**DIRECTIONS FOR THIS TASK**:
Rescale the lines starting at the one that contains "green minivan present." and stopping after the one that contains "[557,163,587,193]". Give every one of those lines again, requests included, with each bounding box coordinate in the answers multiplied by 1.25 and rounded to a whole number, halves rounding up.

─── SUPPLIED RECORDS

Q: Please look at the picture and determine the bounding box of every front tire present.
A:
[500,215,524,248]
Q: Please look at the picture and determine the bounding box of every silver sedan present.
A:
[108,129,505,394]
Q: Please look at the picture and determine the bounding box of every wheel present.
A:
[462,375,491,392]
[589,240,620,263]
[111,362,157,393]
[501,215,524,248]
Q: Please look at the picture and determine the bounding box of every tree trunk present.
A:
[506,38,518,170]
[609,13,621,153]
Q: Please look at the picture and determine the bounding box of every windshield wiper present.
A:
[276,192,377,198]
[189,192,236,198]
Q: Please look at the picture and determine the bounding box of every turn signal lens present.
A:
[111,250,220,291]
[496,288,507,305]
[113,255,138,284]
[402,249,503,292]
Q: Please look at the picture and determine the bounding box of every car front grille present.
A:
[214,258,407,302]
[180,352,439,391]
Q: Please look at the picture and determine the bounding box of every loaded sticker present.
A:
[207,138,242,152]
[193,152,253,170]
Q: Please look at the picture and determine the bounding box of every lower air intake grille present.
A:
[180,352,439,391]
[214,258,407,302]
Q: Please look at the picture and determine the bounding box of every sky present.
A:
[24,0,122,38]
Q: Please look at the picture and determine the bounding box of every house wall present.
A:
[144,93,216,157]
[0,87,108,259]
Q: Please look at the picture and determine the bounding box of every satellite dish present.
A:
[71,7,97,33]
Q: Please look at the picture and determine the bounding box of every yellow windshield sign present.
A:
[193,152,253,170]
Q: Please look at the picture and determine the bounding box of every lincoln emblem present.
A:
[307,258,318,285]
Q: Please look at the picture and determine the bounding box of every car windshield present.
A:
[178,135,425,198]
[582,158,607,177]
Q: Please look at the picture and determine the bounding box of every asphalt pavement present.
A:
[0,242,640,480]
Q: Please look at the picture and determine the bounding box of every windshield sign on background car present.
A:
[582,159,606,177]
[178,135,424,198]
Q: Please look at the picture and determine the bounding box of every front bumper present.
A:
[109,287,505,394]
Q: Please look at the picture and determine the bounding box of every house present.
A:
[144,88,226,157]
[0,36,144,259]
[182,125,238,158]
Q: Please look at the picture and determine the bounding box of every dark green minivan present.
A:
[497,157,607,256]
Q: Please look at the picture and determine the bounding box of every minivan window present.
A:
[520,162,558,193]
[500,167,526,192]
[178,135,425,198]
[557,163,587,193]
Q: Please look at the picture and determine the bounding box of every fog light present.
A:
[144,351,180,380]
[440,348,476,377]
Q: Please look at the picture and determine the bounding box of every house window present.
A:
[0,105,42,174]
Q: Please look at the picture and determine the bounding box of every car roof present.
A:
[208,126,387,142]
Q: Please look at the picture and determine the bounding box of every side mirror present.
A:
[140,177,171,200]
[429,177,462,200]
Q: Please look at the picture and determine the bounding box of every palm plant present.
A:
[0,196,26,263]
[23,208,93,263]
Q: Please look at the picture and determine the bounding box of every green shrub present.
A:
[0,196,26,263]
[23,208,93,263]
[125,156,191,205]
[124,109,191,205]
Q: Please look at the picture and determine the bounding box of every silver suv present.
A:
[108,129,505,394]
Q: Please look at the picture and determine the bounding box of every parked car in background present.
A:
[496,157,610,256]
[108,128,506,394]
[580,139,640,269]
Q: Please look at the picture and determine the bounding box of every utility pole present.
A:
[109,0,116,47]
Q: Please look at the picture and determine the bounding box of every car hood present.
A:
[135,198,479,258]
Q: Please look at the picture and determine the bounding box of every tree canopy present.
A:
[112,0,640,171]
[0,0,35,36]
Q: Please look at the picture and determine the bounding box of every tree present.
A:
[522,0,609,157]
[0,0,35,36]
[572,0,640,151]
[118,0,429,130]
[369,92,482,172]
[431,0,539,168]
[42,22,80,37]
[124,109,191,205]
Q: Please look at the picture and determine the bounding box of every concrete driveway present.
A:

──────

**ANSWER BELOW**:
Q: Please look at the picture and determine the bounding box of every dark green minivan present.
A:
[621,196,759,320]
Q: Please look at the picture and determine the bounding box of every minivan window present.
A:
[650,203,698,241]
[625,209,658,240]
[223,169,531,248]
[696,204,734,241]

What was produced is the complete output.